Check your understanding
**A.** In the passage about women in the N.F.L. brain-trauma debate, how many women are said to have redirected the discussion of brain trauma?
**B.** Decide whether each statement agrees with the passage about women in the N.F.L. brain-trauma debate, answering yes or no and quoting the deciding words: (i) Linda T. Sanchez is a Democrat from California. (ii) Perfetto testified before the Senate Judiciary Committee. (iii) Sanchez's criticism at the hearing led to changes in league protocol.
**C.** From the passage about women in the N.F.L. brain-trauma debate, reproduce everything from "Perfetto, who declared" down to "a leading neuropathologist.".

Perfetto, who declared herself “one very pushy broad” while testifying before the House Judiciary Committee last October, is one of six women from diverse backgrounds who have redirected the discussion of brain trauma. They range from players’ family members to a former team president, from a congresswoman to a leading neuropathologist.

“There is a sense of: ‘What is she doing here? She doesn’t belong,’ ” said Representative Linda T. Sanchez, Democrat of California, whose blunt criticism of the N.F.L.’s concussion policies during last fall’s Congressional hearing led to changes in league protocol. “People underestimate you, and it makes you very powerful.

“That’s something that’s afoot here with these women. The N.F.L. is so male and macho and testosterone-dominated, I don’t think they figured that women were going to be a force to be reckoned with in this thing, and they’re finding out the hard way.”

[Text-to-region grounding data]
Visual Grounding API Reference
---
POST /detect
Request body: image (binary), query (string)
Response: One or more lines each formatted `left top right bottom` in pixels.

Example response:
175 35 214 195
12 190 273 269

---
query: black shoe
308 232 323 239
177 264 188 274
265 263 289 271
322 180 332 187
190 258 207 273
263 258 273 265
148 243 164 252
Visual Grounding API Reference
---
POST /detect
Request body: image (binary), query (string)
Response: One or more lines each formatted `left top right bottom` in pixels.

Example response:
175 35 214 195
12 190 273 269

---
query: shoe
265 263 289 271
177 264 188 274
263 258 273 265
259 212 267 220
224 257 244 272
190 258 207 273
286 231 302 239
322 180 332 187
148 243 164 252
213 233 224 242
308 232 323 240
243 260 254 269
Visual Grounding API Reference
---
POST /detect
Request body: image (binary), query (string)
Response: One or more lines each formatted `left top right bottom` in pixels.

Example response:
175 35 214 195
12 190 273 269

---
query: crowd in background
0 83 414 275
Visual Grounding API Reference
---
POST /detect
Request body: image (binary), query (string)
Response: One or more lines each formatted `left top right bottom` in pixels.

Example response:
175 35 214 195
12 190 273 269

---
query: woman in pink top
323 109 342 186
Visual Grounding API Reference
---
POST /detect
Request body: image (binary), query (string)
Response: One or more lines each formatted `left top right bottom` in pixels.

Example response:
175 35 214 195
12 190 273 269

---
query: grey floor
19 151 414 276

Results in order
**A.** Six women.

**B.**
(i) Yes: "Democrat of California"
(ii) No: "testifying before the House Judiciary Committee last October"
(iii) Yes: "led to changes in league protocol"

**C.**
Perfetto, who declared herself “one very pushy broad” while testifying before the House Judiciary Committee last October, is one of six women from diverse backgrounds who have redirected the discussion of brain trauma. They range from players’ family members to a former team president, from a congresswoman to a leading neuropathologist.